● GOAL:
Reproduce word for word the part of the data below that opens with the line containing "Provide one point per instance of the red football" and closes with the line containing "526), (505, 335)]", including both of those lines.

(Point labeling examples)
------------------------------------------------------------

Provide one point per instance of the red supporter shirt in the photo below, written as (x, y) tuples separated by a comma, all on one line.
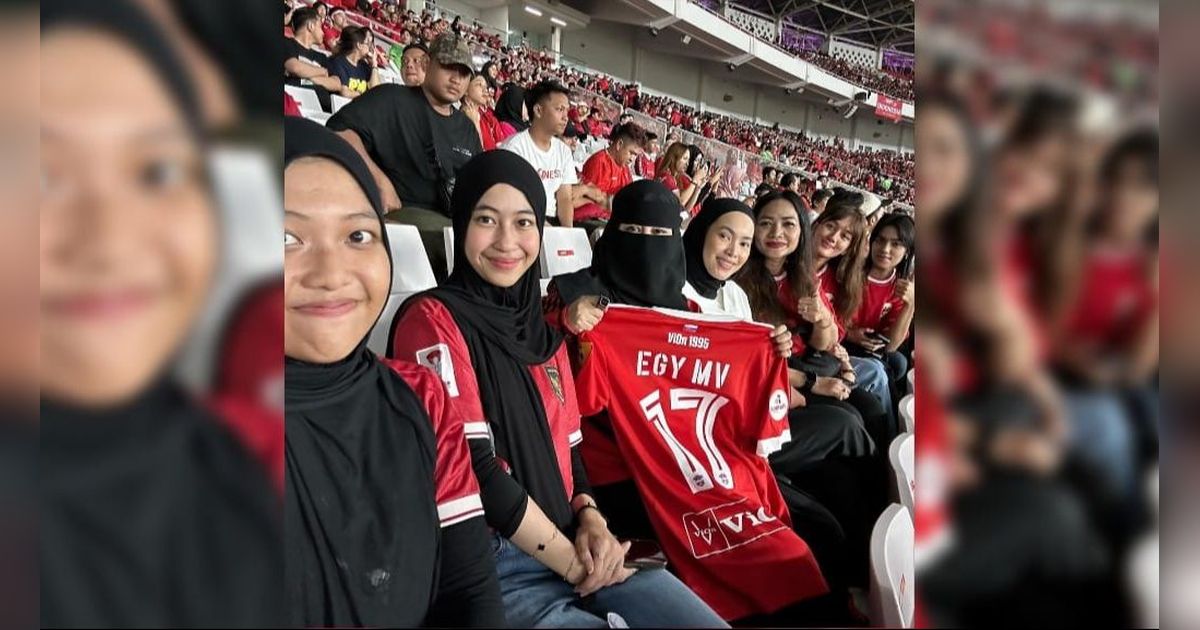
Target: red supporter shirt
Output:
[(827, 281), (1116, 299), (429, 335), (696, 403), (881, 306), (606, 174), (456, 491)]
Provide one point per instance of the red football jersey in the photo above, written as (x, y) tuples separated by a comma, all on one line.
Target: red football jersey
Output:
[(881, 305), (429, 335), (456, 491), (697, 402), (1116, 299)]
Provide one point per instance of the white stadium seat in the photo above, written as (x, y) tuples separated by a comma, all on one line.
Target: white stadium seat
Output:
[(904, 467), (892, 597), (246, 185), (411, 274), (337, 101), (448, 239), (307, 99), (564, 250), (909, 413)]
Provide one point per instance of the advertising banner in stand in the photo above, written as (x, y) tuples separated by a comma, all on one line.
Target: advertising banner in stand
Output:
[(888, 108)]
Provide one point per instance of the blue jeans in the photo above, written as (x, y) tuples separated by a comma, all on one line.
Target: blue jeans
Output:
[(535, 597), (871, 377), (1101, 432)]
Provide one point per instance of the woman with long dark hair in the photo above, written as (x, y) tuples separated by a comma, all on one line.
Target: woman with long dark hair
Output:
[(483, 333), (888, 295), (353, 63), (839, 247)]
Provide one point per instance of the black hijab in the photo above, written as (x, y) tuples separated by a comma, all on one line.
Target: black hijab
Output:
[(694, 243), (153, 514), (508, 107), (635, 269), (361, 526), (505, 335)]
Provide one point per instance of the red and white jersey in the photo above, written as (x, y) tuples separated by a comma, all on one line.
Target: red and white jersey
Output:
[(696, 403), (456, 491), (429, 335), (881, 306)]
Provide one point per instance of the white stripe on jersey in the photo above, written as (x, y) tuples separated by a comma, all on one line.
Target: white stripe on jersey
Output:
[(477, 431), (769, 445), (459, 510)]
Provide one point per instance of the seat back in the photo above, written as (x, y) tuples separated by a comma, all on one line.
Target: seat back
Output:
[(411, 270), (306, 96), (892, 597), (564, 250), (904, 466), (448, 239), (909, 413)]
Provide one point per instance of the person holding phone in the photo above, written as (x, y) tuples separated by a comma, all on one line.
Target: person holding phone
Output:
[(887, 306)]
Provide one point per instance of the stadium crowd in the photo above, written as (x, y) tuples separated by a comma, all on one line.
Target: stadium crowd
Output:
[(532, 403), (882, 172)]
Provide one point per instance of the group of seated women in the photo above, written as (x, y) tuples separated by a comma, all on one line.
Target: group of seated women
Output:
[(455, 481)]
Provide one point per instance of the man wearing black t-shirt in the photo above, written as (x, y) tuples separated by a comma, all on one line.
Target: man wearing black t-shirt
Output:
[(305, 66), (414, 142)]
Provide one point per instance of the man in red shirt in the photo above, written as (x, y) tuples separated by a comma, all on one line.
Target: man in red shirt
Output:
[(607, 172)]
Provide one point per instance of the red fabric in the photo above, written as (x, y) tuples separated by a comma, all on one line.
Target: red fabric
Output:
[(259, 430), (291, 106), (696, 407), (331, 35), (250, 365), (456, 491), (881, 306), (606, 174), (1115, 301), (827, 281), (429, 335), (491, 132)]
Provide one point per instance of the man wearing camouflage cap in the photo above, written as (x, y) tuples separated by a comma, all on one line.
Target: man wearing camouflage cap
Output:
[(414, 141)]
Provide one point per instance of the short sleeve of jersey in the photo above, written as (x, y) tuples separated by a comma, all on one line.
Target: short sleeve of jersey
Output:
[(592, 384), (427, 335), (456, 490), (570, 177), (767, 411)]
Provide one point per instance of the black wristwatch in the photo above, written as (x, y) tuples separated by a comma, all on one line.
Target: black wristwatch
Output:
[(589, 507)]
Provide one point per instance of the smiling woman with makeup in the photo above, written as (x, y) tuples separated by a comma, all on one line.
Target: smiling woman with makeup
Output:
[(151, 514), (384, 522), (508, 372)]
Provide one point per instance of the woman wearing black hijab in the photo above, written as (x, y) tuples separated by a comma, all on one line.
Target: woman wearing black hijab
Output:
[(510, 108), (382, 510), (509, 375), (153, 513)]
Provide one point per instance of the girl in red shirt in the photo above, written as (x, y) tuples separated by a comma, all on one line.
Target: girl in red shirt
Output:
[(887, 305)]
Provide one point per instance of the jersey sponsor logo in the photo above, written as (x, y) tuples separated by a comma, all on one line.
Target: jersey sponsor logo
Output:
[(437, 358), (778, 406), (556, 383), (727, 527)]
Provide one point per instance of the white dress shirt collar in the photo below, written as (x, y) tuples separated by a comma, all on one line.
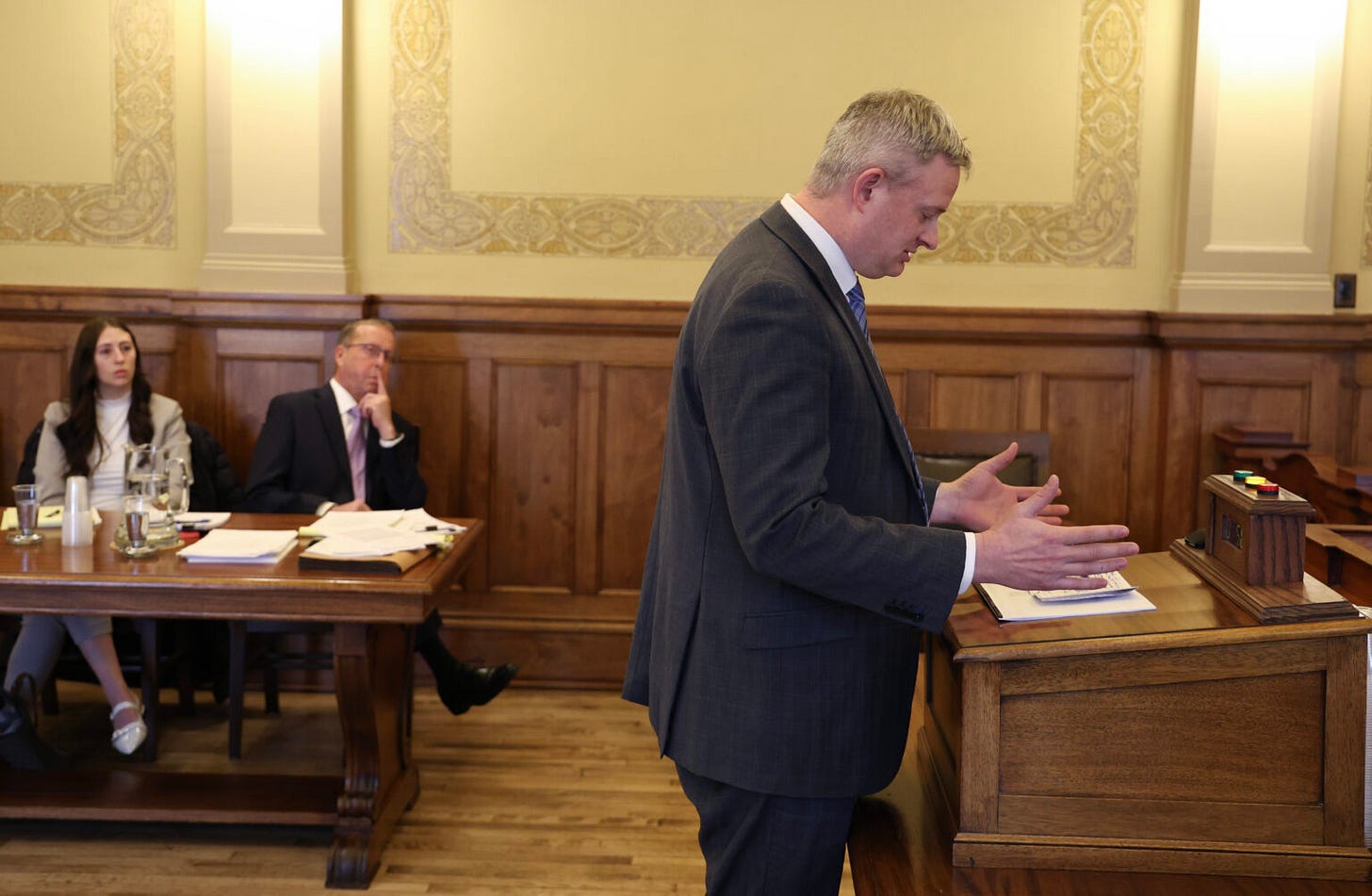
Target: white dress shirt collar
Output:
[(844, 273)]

------------------------------------------------------------

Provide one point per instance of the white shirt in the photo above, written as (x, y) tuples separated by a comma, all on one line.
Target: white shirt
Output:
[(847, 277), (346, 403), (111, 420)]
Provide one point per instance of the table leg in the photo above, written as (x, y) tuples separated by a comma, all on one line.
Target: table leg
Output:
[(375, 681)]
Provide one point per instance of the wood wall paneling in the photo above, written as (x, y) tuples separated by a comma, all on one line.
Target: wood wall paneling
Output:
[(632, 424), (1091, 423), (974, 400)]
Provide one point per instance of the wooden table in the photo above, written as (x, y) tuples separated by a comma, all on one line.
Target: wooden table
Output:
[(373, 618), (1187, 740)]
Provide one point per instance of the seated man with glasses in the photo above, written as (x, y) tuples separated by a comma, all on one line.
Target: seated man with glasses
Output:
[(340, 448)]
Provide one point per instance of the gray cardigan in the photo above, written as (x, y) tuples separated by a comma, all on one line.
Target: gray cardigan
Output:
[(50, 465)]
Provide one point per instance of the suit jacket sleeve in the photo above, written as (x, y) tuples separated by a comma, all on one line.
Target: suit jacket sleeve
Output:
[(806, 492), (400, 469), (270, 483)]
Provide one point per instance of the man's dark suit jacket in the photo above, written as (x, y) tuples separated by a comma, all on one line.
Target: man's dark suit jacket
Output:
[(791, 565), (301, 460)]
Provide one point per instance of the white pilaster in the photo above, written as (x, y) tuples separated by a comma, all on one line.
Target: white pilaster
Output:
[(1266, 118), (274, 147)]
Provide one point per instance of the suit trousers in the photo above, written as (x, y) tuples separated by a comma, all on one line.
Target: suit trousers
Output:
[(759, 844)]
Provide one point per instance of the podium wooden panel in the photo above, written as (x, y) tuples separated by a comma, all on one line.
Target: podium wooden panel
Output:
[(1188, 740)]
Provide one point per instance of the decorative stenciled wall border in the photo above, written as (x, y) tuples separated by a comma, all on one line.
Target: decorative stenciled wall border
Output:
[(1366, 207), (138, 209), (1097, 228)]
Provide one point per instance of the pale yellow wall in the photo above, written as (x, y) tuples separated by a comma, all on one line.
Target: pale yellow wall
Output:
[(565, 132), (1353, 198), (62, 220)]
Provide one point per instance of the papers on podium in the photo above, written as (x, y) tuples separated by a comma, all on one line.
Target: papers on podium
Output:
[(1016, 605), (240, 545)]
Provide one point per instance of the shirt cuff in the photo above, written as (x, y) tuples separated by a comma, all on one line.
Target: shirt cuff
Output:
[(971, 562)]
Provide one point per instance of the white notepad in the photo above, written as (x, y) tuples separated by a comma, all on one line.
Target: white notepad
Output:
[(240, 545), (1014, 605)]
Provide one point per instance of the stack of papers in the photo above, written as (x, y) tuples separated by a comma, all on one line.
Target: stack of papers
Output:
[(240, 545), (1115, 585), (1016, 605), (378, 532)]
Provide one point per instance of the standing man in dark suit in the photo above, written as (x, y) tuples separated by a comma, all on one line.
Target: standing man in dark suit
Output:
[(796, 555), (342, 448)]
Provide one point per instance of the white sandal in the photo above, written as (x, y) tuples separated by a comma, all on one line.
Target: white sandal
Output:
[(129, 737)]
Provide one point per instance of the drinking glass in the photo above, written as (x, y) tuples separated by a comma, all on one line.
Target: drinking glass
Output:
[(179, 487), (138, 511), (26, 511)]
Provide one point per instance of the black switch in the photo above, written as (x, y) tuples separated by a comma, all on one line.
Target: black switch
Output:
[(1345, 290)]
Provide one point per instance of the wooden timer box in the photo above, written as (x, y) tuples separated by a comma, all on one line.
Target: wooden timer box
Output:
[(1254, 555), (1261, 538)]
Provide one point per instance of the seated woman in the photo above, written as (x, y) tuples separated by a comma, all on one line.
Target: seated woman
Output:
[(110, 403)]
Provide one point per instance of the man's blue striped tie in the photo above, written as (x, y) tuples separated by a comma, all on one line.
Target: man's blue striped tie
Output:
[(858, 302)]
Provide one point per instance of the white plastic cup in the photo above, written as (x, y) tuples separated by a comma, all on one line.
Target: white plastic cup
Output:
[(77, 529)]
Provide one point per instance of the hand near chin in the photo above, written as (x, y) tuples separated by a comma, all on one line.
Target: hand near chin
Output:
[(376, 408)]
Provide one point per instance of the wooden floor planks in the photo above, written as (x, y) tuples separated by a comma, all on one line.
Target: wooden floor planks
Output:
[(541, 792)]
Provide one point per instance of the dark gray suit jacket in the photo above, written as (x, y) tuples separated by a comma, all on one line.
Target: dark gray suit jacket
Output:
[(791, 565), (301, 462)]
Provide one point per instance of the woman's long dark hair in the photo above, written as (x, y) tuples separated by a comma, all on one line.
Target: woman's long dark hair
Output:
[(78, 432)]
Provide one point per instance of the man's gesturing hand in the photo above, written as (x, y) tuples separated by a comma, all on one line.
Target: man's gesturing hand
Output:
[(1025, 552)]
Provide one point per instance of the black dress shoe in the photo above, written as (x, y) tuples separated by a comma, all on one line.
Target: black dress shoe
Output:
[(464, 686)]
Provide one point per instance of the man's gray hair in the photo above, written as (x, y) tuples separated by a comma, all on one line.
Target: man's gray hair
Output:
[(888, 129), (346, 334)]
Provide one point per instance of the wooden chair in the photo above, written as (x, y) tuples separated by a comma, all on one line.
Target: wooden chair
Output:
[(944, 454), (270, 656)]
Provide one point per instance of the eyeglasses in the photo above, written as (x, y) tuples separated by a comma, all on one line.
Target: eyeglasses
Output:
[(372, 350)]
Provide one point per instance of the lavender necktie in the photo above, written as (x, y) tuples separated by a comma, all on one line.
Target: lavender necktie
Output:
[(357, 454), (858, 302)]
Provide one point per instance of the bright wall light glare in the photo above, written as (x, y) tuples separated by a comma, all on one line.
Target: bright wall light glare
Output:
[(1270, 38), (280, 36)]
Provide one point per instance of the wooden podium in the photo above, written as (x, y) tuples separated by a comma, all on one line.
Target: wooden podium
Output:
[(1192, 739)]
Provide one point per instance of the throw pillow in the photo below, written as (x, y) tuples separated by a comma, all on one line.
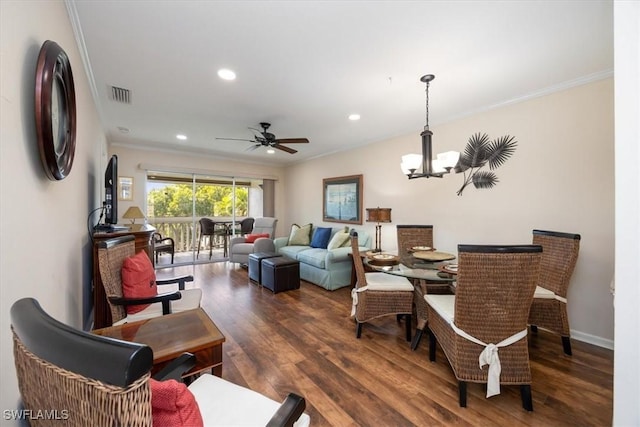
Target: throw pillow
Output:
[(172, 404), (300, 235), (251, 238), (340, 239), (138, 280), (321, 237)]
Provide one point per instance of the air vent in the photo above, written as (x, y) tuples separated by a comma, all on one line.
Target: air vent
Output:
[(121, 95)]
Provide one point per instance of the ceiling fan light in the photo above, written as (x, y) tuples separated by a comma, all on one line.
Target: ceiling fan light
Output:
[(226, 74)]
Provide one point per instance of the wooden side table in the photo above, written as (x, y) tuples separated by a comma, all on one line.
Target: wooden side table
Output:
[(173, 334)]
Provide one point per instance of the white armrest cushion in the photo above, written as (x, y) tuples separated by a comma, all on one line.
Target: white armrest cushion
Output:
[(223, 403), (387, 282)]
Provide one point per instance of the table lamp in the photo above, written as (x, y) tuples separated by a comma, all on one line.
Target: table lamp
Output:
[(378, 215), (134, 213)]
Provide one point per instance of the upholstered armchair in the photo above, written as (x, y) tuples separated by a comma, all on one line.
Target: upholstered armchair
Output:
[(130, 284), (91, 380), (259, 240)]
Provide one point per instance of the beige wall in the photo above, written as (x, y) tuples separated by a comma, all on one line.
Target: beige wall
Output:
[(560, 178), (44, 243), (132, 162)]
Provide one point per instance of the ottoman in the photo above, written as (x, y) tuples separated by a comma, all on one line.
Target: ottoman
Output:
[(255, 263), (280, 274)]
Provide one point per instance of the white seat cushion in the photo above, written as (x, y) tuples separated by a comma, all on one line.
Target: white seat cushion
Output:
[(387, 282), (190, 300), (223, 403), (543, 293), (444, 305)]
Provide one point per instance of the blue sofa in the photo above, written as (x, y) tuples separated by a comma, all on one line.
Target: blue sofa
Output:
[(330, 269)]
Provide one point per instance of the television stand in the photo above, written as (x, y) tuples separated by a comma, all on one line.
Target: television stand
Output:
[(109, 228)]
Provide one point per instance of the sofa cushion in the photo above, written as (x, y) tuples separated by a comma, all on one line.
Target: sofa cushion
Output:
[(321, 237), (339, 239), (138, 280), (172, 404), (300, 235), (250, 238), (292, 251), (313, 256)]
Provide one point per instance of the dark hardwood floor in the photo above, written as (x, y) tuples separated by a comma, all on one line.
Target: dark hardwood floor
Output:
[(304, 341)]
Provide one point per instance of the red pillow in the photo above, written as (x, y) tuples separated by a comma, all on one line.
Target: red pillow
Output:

------------------------------------------------------------

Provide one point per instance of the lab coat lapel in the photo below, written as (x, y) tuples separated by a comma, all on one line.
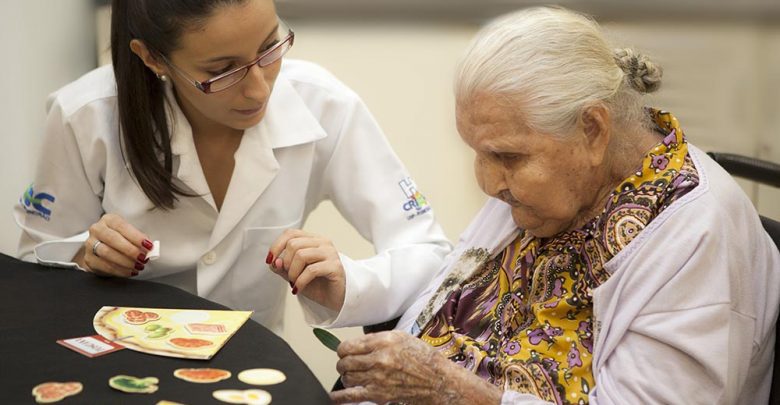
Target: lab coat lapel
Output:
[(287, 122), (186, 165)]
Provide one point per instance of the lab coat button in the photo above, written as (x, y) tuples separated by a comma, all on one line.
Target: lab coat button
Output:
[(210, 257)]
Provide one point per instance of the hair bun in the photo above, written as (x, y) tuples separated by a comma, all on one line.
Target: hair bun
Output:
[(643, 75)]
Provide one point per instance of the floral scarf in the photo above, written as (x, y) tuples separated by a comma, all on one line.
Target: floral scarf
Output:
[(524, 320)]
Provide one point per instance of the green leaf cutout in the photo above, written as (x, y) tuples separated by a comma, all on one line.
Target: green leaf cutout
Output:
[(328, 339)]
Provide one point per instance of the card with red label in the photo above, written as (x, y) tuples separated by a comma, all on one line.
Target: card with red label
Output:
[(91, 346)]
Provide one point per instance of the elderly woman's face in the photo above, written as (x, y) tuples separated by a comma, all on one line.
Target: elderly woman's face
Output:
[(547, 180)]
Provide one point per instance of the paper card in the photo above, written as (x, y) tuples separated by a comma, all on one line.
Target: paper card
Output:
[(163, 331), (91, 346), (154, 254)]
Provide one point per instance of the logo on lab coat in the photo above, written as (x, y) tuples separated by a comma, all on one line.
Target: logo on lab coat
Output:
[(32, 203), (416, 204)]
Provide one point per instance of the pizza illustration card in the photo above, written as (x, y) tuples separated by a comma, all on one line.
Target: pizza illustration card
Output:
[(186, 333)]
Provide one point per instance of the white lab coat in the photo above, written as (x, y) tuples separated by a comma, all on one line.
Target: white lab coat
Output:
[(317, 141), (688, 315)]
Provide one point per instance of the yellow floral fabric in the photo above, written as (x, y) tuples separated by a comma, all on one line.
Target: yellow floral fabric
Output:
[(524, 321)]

------------------------------------------------------------

● ANSWER BELOW:
Provide one point per instance of the red football jersey in the photo above, written as (x, y) tuples separated by a comma, all on one line.
Target: red football jersey
Output:
[(881, 305), (429, 335), (456, 491), (697, 402), (1116, 299)]
Provide one point per instance of the white stadium seat in the photo above, written as (x, y) tuples separated by a comma, all on one line.
Target: white stadium seat
Output:
[(904, 467), (892, 597), (246, 185), (411, 274), (337, 101), (448, 239), (307, 99), (564, 250), (909, 413)]
Provide one point per instance of the advertising banner in stand in the photo above, written as (x, y) tuples separated by a comma, all on one line.
Target: advertising banner in stand
Output:
[(888, 108)]
Provide one point per instance of the blue jeans in the photo above, written as (x, y) tuples separated by a comma, all on one line.
Target: blue jeans
Output:
[(535, 597), (871, 377), (1101, 432)]
Provide one point per instance of the woman with long dark hair in the photo above, written as (x, y) tuples separated by a comma, all on one line.
Target: woman with long dark hair
Output:
[(483, 333), (888, 295), (353, 63), (839, 247)]
Provide one point per instance of the black hijab in the photo above, written as (x, y) tuples separated by a comma, all on one line.
Target: black hijab
Output:
[(694, 243), (153, 514), (508, 107), (635, 269), (361, 526), (505, 335)]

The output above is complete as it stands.